- [Quoted passage]:
▼▼▼
But after that I started having doubts. Say, if I start using morphing on objects, by explicit editing of the vertices, this approach will require me to make a separate template for every object of such kind (otherwise, they would start morphing in exactly the same phase). Which is probably fine for this very case, 'cause I'll most likely need to recalculate normals and even texture coordinates, which means – most of the buffers.
But what if I'm missing some very common case of using attributes, say, blood decals, which will require me to update only a small piece of the buffer? In that case, it would be much more reasonable to have two buffers for each object: a common one that is shared by them all and the one for blood decals, which is unique for every single of them. And, as blood is usually spilled on everything, this sounds pretty reasonable, so that we would save a lot of space by storing vertices, normals and such without their unnecessary duplication.
I haven't tried implementing decals yet, so honestly not even sure if implementing them using vertex painting (textured or not) is the right choice. But I'm also pretty sure there are some commonly used attributes aside from vertices, normals and texture coordinates.
Here are some that I managed to come up with myself:
decals (probably better to be modelled as separate objects?)
bullet holes and such (same as decals maybe?)
Any thoughts?
UPD: as all this might sound confusing, I want to clarify: I do understand that using as few buffers as possible is a good thing, this is exactly why I'm trying to use this templates concept. My question is: what are the possible cases when using a single buffer and a single element buffer (with both of them shared between similar objects) for a template is going to stab me in the back?
Keeping a giant chunk of data that won't change on the card is incredibly useful for saving bandwidth. Additionally, you probably won't be directly changing the vertices positions once they are on the card. Instead you will probably morph them with passed in uniforms in the Vertex shader through Skeletal animation. Read about it here: Skeletal Animation
Do keep in mind though, that in Key frame animation with meshes, you would keep a bunch of buffers on the card each in a different key frame pose of the animation. However, you would then load whatever two key frames you want to interpolate over in as attributes and then blend between them (You can have more than two). Keyframe Animation
Additionally, with the introduction of Transformation Feedback, (No you don't get to use it in WebGL, it became core in OpenGL 3.0, WebGL is based on OpenGL ES 2.0, which is based on OpenGL 2.0) you can start keeping calculated data GPU side. In other words, you can do a giant particle system simulation in the vertex or geometry shader and then store the calculated data into another buffer, then use that buffer in the next frame without having to have a round trip from the GPU to CPU Read about them here: Transform Feedback and here: Transform Feedback how to
In general, you don't want to touch buffers once they are on the card, especially every frame. Instead load several and use pointers to that data in shaders as attributes.
I'm working on a very small game engine that uses OpenGL ES 2.0. I'm having a bit of a design issue with integrating VBOs into my Mesh Class.
The problem is that I don't want to instantiate a new VBO for each mesh, and I want the VBO size to be determined by the number of meshes I load into it (not just a fixed size of 2MB or something).
Since there's no realloc function for VBOs, I need to batch load all my vertex data at once. This is ok, since I only have 4 or 5 small meshes. So I created a MeshList class.
▲▲▲
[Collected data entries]
▼▼▼
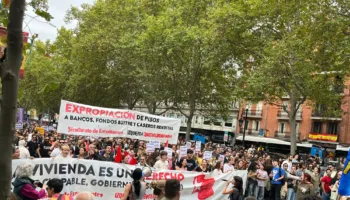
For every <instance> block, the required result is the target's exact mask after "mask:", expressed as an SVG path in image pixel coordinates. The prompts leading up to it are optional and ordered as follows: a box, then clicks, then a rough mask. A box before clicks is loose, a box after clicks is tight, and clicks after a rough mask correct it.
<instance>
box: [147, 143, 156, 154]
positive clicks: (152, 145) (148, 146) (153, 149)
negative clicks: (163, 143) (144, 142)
mask: <svg viewBox="0 0 350 200" xmlns="http://www.w3.org/2000/svg"><path fill="white" fill-rule="evenodd" d="M154 150H155V147H154V145H153V144H151V143H147V144H146V152H147V153H153V152H154Z"/></svg>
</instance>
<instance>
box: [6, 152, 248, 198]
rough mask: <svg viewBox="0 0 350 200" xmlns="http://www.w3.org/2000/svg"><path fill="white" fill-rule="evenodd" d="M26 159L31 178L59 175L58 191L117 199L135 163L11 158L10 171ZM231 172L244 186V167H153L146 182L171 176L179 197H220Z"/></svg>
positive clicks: (130, 172) (25, 161) (57, 159)
mask: <svg viewBox="0 0 350 200" xmlns="http://www.w3.org/2000/svg"><path fill="white" fill-rule="evenodd" d="M26 162H28V163H31V164H33V165H34V166H35V167H34V172H33V176H32V177H31V178H32V179H33V180H38V181H40V182H41V183H43V184H47V182H48V181H49V180H50V179H52V178H59V179H62V180H63V182H64V186H63V191H62V193H64V194H66V195H69V196H74V195H76V194H77V193H78V192H81V191H89V192H91V193H92V194H94V195H95V197H96V198H95V199H96V200H104V199H108V200H109V199H121V198H122V197H123V196H124V188H125V185H126V184H128V183H131V182H132V181H133V179H132V178H131V175H132V171H133V170H134V169H135V166H131V165H124V164H117V163H112V162H103V161H97V160H83V159H79V160H78V159H72V158H68V159H65V158H55V159H51V158H42V159H33V160H29V159H28V160H27V159H17V160H12V172H13V173H14V172H15V170H16V168H17V166H18V165H19V164H21V163H26ZM234 176H240V177H241V178H242V179H243V188H245V185H246V179H247V171H246V170H238V171H233V172H229V173H226V174H222V175H216V176H211V174H207V173H201V172H188V171H175V170H165V171H153V172H152V175H151V176H150V177H146V182H147V183H150V182H151V181H152V180H164V179H174V178H175V179H178V180H179V181H180V184H181V186H180V187H181V189H182V190H181V199H211V200H212V199H213V200H221V199H228V195H222V188H224V187H225V184H226V182H225V181H222V179H226V180H232V178H233V177H234ZM12 181H14V179H13V180H12ZM147 188H148V187H147ZM154 198H156V197H155V196H154V195H153V189H151V188H148V189H147V190H146V193H145V195H144V196H143V198H142V199H146V200H151V199H152V200H153V199H154Z"/></svg>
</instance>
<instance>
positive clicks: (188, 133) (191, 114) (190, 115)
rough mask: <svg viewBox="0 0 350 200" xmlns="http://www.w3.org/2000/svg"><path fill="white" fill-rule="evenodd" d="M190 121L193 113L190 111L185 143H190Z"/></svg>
mask: <svg viewBox="0 0 350 200" xmlns="http://www.w3.org/2000/svg"><path fill="white" fill-rule="evenodd" d="M192 119H193V112H192V111H190V115H189V116H188V118H187V127H186V141H190V136H191V129H192Z"/></svg>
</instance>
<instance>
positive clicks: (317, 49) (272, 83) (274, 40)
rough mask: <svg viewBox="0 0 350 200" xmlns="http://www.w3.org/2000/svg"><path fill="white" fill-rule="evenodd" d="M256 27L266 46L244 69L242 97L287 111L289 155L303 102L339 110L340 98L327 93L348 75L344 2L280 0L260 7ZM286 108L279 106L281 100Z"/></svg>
mask: <svg viewBox="0 0 350 200" xmlns="http://www.w3.org/2000/svg"><path fill="white" fill-rule="evenodd" d="M259 5H261V7H259V11H256V12H258V13H259V16H260V17H259V18H258V19H259V20H258V21H259V23H257V24H256V26H255V28H254V29H253V30H252V32H253V33H255V34H258V35H260V36H261V39H263V40H265V41H266V42H265V43H264V45H263V46H262V48H261V51H259V52H257V53H256V55H253V60H254V62H253V63H252V65H250V66H247V67H246V68H245V71H244V73H245V76H244V77H246V79H243V81H242V83H243V86H244V90H245V91H248V92H247V93H245V94H244V96H245V98H246V99H254V100H257V99H264V100H265V101H267V102H269V103H271V104H276V105H279V106H280V107H281V109H282V110H283V111H285V112H287V113H288V117H289V125H290V132H291V154H294V153H295V150H296V114H297V112H298V109H300V106H301V105H302V104H304V103H320V102H322V103H323V104H326V105H328V107H334V106H339V104H338V103H339V102H340V100H341V98H342V97H341V95H339V93H338V91H336V90H333V89H330V86H334V85H335V81H336V78H335V76H337V77H338V78H341V79H342V80H344V77H345V76H347V75H348V74H349V64H350V63H349V59H345V58H346V57H347V56H348V55H349V36H348V35H347V34H345V33H344V30H347V29H348V17H349V16H343V15H340V13H345V10H346V12H348V10H349V7H347V8H346V7H343V6H346V5H347V6H348V4H346V1H342V0H339V1H327V0H326V1H321V2H320V1H299V0H296V1H278V2H269V3H266V2H265V3H264V4H259ZM285 96H288V97H289V105H282V104H281V101H282V100H281V99H282V97H285Z"/></svg>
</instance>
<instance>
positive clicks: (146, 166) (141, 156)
mask: <svg viewBox="0 0 350 200" xmlns="http://www.w3.org/2000/svg"><path fill="white" fill-rule="evenodd" d="M136 167H137V168H140V169H142V168H144V167H148V165H147V164H146V157H145V156H141V158H140V162H139V163H137V165H136Z"/></svg>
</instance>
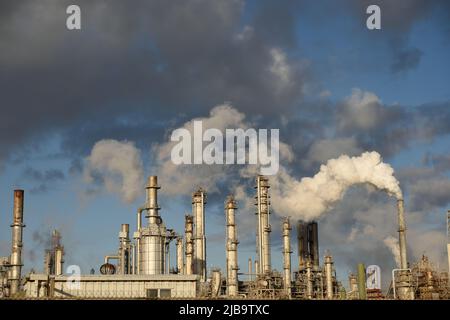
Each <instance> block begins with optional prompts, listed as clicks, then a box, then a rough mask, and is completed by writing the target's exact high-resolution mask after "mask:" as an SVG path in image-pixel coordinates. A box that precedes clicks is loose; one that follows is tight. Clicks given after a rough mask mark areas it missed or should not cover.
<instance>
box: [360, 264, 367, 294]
mask: <svg viewBox="0 0 450 320" xmlns="http://www.w3.org/2000/svg"><path fill="white" fill-rule="evenodd" d="M358 291H359V299H360V300H366V299H367V292H366V267H365V266H364V264H362V263H359V264H358Z"/></svg>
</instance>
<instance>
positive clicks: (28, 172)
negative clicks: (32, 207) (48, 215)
mask: <svg viewBox="0 0 450 320" xmlns="http://www.w3.org/2000/svg"><path fill="white" fill-rule="evenodd" d="M22 178H23V179H24V180H27V181H31V182H32V183H33V184H34V185H33V187H31V188H30V189H29V191H30V192H31V193H44V192H47V191H48V190H49V189H51V188H52V187H54V184H56V183H57V182H59V181H62V180H64V179H65V174H64V172H62V171H61V170H57V169H48V170H43V171H41V170H37V169H34V168H31V167H27V168H26V169H25V170H24V171H23V172H22Z"/></svg>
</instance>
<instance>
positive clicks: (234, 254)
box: [225, 196, 239, 297]
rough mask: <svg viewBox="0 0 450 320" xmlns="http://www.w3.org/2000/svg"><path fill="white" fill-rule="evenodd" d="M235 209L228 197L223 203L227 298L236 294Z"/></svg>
mask: <svg viewBox="0 0 450 320" xmlns="http://www.w3.org/2000/svg"><path fill="white" fill-rule="evenodd" d="M236 209H237V206H236V201H235V200H234V198H233V197H231V196H230V197H228V199H227V201H226V203H225V216H226V221H227V232H226V233H227V243H226V251H227V294H228V296H231V297H233V296H236V295H237V293H238V276H237V272H238V270H239V268H238V266H237V245H238V243H239V242H238V241H237V235H236V223H235V210H236Z"/></svg>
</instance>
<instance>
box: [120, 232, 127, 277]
mask: <svg viewBox="0 0 450 320" xmlns="http://www.w3.org/2000/svg"><path fill="white" fill-rule="evenodd" d="M129 273H130V225H129V224H122V225H121V228H120V232H119V274H129Z"/></svg>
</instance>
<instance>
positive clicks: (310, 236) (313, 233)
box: [308, 221, 319, 270]
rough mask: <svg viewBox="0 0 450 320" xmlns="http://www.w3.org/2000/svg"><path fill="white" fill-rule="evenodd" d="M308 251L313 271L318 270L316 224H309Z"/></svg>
mask: <svg viewBox="0 0 450 320" xmlns="http://www.w3.org/2000/svg"><path fill="white" fill-rule="evenodd" d="M308 228H309V248H310V249H309V250H310V256H311V262H312V263H313V268H314V270H318V269H319V231H318V227H317V222H316V221H313V222H311V223H310V224H309V226H308Z"/></svg>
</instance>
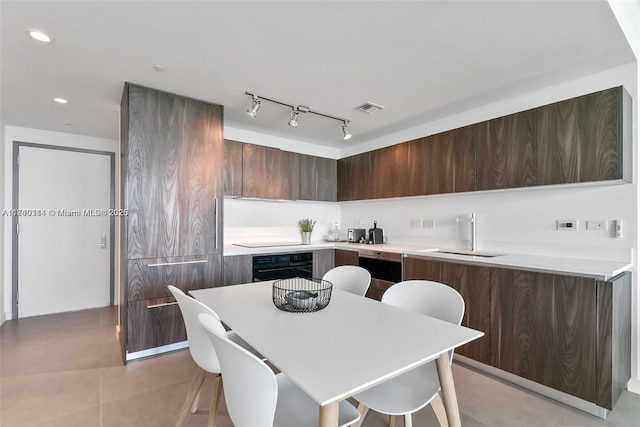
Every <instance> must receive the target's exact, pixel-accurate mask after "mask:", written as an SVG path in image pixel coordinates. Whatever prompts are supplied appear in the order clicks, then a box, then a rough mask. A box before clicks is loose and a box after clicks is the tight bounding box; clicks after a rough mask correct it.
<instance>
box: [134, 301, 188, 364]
mask: <svg viewBox="0 0 640 427" xmlns="http://www.w3.org/2000/svg"><path fill="white" fill-rule="evenodd" d="M172 300H173V299H172V298H171V299H170V298H154V299H147V300H140V301H129V303H128V304H127V321H128V322H127V323H128V328H127V350H128V351H129V353H135V352H137V351H141V350H146V349H150V348H154V347H160V346H163V345H168V344H173V343H177V342H181V341H185V340H186V339H187V333H186V330H185V327H184V321H183V320H182V313H181V312H180V307H178V304H177V303H175V300H173V301H172Z"/></svg>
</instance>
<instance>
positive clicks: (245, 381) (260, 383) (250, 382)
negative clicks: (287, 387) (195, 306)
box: [198, 314, 278, 427]
mask: <svg viewBox="0 0 640 427" xmlns="http://www.w3.org/2000/svg"><path fill="white" fill-rule="evenodd" d="M198 321H199V322H200V325H201V326H202V328H203V330H205V331H206V333H207V336H208V338H209V339H210V340H211V343H212V344H213V346H214V347H215V348H216V350H217V352H218V358H219V360H220V366H221V367H222V380H223V382H224V397H225V401H226V403H227V410H228V411H229V417H230V418H231V421H232V422H233V425H234V426H236V427H255V426H265V427H266V426H272V425H273V420H274V417H275V413H276V404H277V402H278V382H277V380H276V376H275V374H274V373H273V371H272V370H271V368H269V367H268V366H267V365H266V363H264V362H263V361H262V360H260V359H258V358H257V357H256V356H254V355H253V354H251V353H250V352H248V351H247V350H245V349H244V348H242V347H240V346H239V345H238V344H236V343H234V342H233V341H231V340H229V339H228V338H227V335H226V334H224V333H221V332H220V331H218V330H217V323H218V321H217V320H216V319H215V318H214V317H212V316H210V315H207V314H199V315H198Z"/></svg>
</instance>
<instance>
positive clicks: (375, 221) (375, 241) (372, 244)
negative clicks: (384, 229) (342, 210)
mask: <svg viewBox="0 0 640 427" xmlns="http://www.w3.org/2000/svg"><path fill="white" fill-rule="evenodd" d="M367 236H368V237H367V243H368V244H370V245H378V244H381V243H383V241H382V240H383V236H382V228H378V221H373V228H370V229H369V231H368V232H367Z"/></svg>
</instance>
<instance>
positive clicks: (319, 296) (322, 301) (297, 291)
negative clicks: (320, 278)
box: [272, 277, 333, 313]
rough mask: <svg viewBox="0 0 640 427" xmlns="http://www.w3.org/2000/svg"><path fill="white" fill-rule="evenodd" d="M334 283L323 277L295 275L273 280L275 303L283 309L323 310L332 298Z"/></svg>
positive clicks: (296, 310)
mask: <svg viewBox="0 0 640 427" xmlns="http://www.w3.org/2000/svg"><path fill="white" fill-rule="evenodd" d="M332 288H333V284H332V283H331V282H329V281H327V280H322V279H307V278H303V277H294V278H290V279H280V280H276V281H274V282H273V292H272V294H273V304H274V305H275V306H276V307H278V308H279V309H280V310H283V311H290V312H292V313H310V312H313V311H318V310H322V309H323V308H325V307H326V306H327V305H329V301H330V300H331V289H332Z"/></svg>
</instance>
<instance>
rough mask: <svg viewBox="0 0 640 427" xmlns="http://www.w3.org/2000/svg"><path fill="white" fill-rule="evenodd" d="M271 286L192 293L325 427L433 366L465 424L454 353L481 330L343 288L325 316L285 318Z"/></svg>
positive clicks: (216, 290)
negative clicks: (392, 381)
mask: <svg viewBox="0 0 640 427" xmlns="http://www.w3.org/2000/svg"><path fill="white" fill-rule="evenodd" d="M272 283H273V282H272V281H269V282H258V283H248V284H242V285H232V286H223V287H217V288H207V289H199V290H193V291H190V294H191V295H192V296H193V297H194V298H196V299H197V300H198V301H201V302H202V303H204V304H205V305H207V306H209V307H210V308H212V309H213V310H214V311H215V312H216V313H217V314H218V315H219V316H220V318H221V319H222V321H223V322H224V323H225V324H227V325H228V326H229V327H230V328H231V329H233V330H234V331H235V332H236V333H237V334H238V335H240V336H241V337H242V338H243V339H244V340H245V341H247V342H248V343H249V344H250V345H251V346H252V347H254V348H255V349H256V350H257V351H259V352H260V353H261V354H262V355H263V356H264V357H265V358H266V359H267V360H269V362H270V363H271V364H273V365H274V366H275V367H276V368H278V369H279V370H280V371H282V372H283V373H285V374H286V375H287V376H288V377H289V378H290V379H291V381H293V382H294V383H295V384H296V385H297V386H298V387H300V388H301V389H302V390H303V391H304V392H306V393H307V394H308V395H309V396H310V397H311V398H313V399H314V400H315V401H316V402H318V405H319V411H320V418H319V425H320V426H321V427H325V426H337V425H338V408H339V402H340V401H341V400H343V399H346V398H348V397H350V396H353V395H355V394H357V393H359V392H361V391H364V390H366V389H367V388H370V387H372V386H374V385H376V384H380V383H382V382H384V381H385V380H388V379H390V378H393V377H395V376H397V375H399V374H402V373H404V372H407V371H408V370H410V369H412V368H415V367H417V366H420V365H422V364H425V363H427V362H429V361H432V360H435V361H436V366H437V370H438V375H439V377H440V384H441V390H442V400H443V402H444V406H445V411H446V414H447V418H448V420H449V425H450V426H452V427H455V426H459V425H460V413H459V410H458V403H457V398H456V392H455V387H454V383H453V376H452V373H451V364H450V361H449V355H448V352H449V351H450V350H452V349H454V348H456V347H458V346H460V345H463V344H465V343H468V342H470V341H473V340H475V339H477V338H479V337H481V336H482V335H484V333H483V332H480V331H476V330H474V329H470V328H466V327H463V326H458V325H455V324H451V323H448V322H444V321H442V320H439V319H436V318H433V317H429V316H424V315H420V314H417V313H414V312H411V311H408V310H404V309H401V308H397V307H394V306H391V305H388V304H383V303H381V302H379V301H376V300H373V299H369V298H365V297H362V296H359V295H355V294H351V293H347V292H344V291H341V290H338V289H334V290H333V292H332V295H331V300H330V302H329V305H328V306H327V307H326V308H324V309H322V310H319V311H315V312H305V313H292V312H287V311H283V310H280V309H278V308H276V306H275V305H274V304H273V300H272ZM223 376H224V373H223Z"/></svg>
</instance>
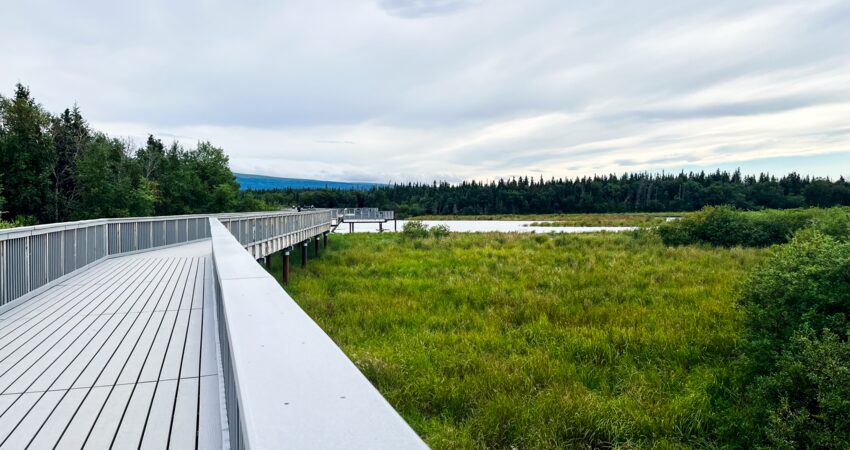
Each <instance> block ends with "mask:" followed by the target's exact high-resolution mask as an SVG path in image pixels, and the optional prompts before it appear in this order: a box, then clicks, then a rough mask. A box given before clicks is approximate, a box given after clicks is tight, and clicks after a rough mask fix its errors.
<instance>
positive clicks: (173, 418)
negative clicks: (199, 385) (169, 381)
mask: <svg viewBox="0 0 850 450" xmlns="http://www.w3.org/2000/svg"><path fill="white" fill-rule="evenodd" d="M199 381H200V380H198V379H197V378H182V379H180V381H179V382H178V385H177V397H176V398H175V402H174V416H173V418H172V421H171V429H170V433H169V434H170V436H169V441H168V444H169V448H174V449H178V448H187V449H189V448H195V440H196V439H197V426H198V425H197V413H198V389H199V387H200V386H199Z"/></svg>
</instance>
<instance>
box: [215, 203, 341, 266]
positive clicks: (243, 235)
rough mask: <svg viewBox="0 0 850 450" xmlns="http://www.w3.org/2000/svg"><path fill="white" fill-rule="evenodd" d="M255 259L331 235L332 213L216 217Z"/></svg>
mask: <svg viewBox="0 0 850 450" xmlns="http://www.w3.org/2000/svg"><path fill="white" fill-rule="evenodd" d="M215 217H216V218H217V219H218V220H219V222H221V224H222V225H224V227H225V228H227V230H228V231H230V233H231V234H232V235H233V236H234V237H235V238H236V240H237V241H238V242H239V243H240V244H242V246H243V247H245V249H246V250H248V253H250V254H251V255H253V256H254V258H255V259H258V258H262V257H264V256H268V255H270V254H272V253H275V252H278V251H280V250H283V249H284V248H287V247H291V246H293V245H295V244H297V243H299V242H303V241H305V240H307V239H310V238H312V237H314V236H318V235H320V234H322V233H326V232H330V229H331V222H332V220H333V218H334V211H333V210H330V209H320V210H313V211H301V212H294V211H286V212H274V213H252V214H221V215H217V216H215Z"/></svg>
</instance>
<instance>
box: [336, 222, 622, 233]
mask: <svg viewBox="0 0 850 450" xmlns="http://www.w3.org/2000/svg"><path fill="white" fill-rule="evenodd" d="M406 222H407V221H406V220H399V221H398V231H401V230H402V228H403V227H404V224H405V223H406ZM422 223H424V224H425V225H428V227H429V228H430V227H433V226H434V225H445V226H447V227H449V230H450V231H454V232H458V233H486V232H493V231H497V232H514V233H593V232H598V231H630V230H635V229H637V227H531V226H528V225H529V224H531V223H533V221H526V220H423V221H422ZM348 226H349V225H348V224H346V223H343V224H342V225H340V226H339V228H337V229H336V231H335V233H340V234H345V233H348ZM384 231H393V222H392V221H389V222H387V223H385V224H384ZM354 232H355V233H377V232H378V224H376V223H355V224H354Z"/></svg>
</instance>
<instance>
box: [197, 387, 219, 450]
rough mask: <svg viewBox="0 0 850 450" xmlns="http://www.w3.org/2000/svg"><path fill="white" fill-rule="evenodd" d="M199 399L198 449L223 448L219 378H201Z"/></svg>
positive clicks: (198, 398)
mask: <svg viewBox="0 0 850 450" xmlns="http://www.w3.org/2000/svg"><path fill="white" fill-rule="evenodd" d="M200 381H201V389H200V391H199V395H198V399H199V402H200V405H199V408H198V411H199V413H198V448H202V449H205V450H214V449H220V448H221V447H222V429H221V414H222V411H221V405H220V404H219V385H218V376H217V375H210V376H206V377H201V378H200Z"/></svg>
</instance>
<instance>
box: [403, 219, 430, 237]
mask: <svg viewBox="0 0 850 450" xmlns="http://www.w3.org/2000/svg"><path fill="white" fill-rule="evenodd" d="M401 234H402V235H403V236H404V237H407V238H424V237H426V236H428V225H425V224H424V223H422V221H419V220H411V221H408V222H405V224H404V227H403V228H402V230H401Z"/></svg>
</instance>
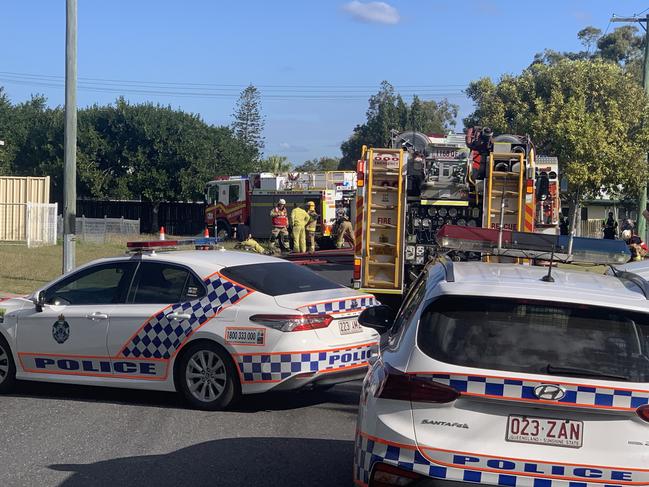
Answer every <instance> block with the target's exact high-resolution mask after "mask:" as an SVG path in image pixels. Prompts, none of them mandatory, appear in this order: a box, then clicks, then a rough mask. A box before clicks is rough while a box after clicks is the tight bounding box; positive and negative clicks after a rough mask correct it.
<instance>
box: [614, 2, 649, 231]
mask: <svg viewBox="0 0 649 487" xmlns="http://www.w3.org/2000/svg"><path fill="white" fill-rule="evenodd" d="M611 22H627V23H628V22H633V23H636V24H638V25H640V27H642V28H643V29H644V31H645V40H644V65H643V69H642V86H643V87H644V91H645V93H647V95H649V32H647V26H649V14H647V16H645V17H616V16H615V15H613V17H611ZM647 149H648V152H647V153H645V159H647V158H648V157H649V147H648V148H647ZM648 163H649V161H648ZM646 208H647V182H646V181H645V183H644V184H643V185H642V188H641V189H640V197H639V198H638V219H637V221H638V235H639V236H640V238H642V240H643V241H644V242H646V241H647V221H646V220H645V218H644V217H643V216H642V212H643V211H644V210H645V209H646Z"/></svg>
▲▲▲
- [Task description]:
Continue the forum thread on sharing OpenGL vertex buffers, picking up after its final sentence. You won't need the records for this.

- [Answer]:
I call MeshList.AddMesh(Mesh mesh) and it aggregates the vertex/index data of the mesh object and returns the offsets into the array of vertex data/index data back to the mesh that was added. This way the mesh knows where it is in the VBO (but not which VBO it's in).
However, none of the MeshList data is uploaded into a VBO until I call MeshList.BindToVBO(). But now, none of my meshes know which VBO they're in. So I was thinking of creating an array of pointers in MeshList that point to integer member variables in each Mesh class that would hold the VBO Handle. This way, when BindToVBO() is called, it iterates over the pointer array and updates the VBO Handles in the mesh objects.
I figured, this way it gives me the flexibility of having different mesh objects in different VBOs or all in one VBO. The only concern I have is whether or not this is a good design.
It's not clear to someone glancing at the code that MeshList.BindToVBO() is updating a whole bunch of mesh objects. I mean, MeshList does interact with all of the Mesh objects prior to the BindToVBO() call, but there's nothing explicitly saying that by passing a Mesh object to MeshList.AddMesh(), it's essentially subscribing it's VBOHandle members to updates at some point in the future.
I've tried to make this as clear as I can. Let me know if something needs clarification.
Honestly to me sounds like a lot of trouble for a dubious payoff. Do you have a reason to believe that putting multiple meshes in the same buffer is going to make a noticeable in your performance?
It sounds like premature optimization to me.
Sure, if you have a particle system with 50,000 particles I could see wanting that to be in a shared buffer, but in general I don't know if there's a benefit to storing two arbitrary meshes in the same buffer. It just sounds like a huge potential for bugs and headaches.
I wanted to know whether OpenGL VBOs are meant to be used only for large geometry arrays, or whether it makes sense to use them even for small arrays. I have code that positions a variety of geometry relative to other geometry, but some of the "leaf" geometry objects are quite small, 10x10 quad spheres and the like (200 triangles apiece). I may have a very large number of these small leaf objects. I want to be able to have a different transform matrix for each of these small leaf objects. It seems I have 2 options:
Use a separate VBO for each leaf object. I may end up with a large number of VBOs.
I could store data for multiple objects in one VBO, and apply the appropriate transforms myself when changing the data for a given leaf object. This seems strange because part of the point of OpenGL is to efficiently do large numbers of matrix ops in hardware. I would be doing in software something OpenGL is designed to do very well in hardware.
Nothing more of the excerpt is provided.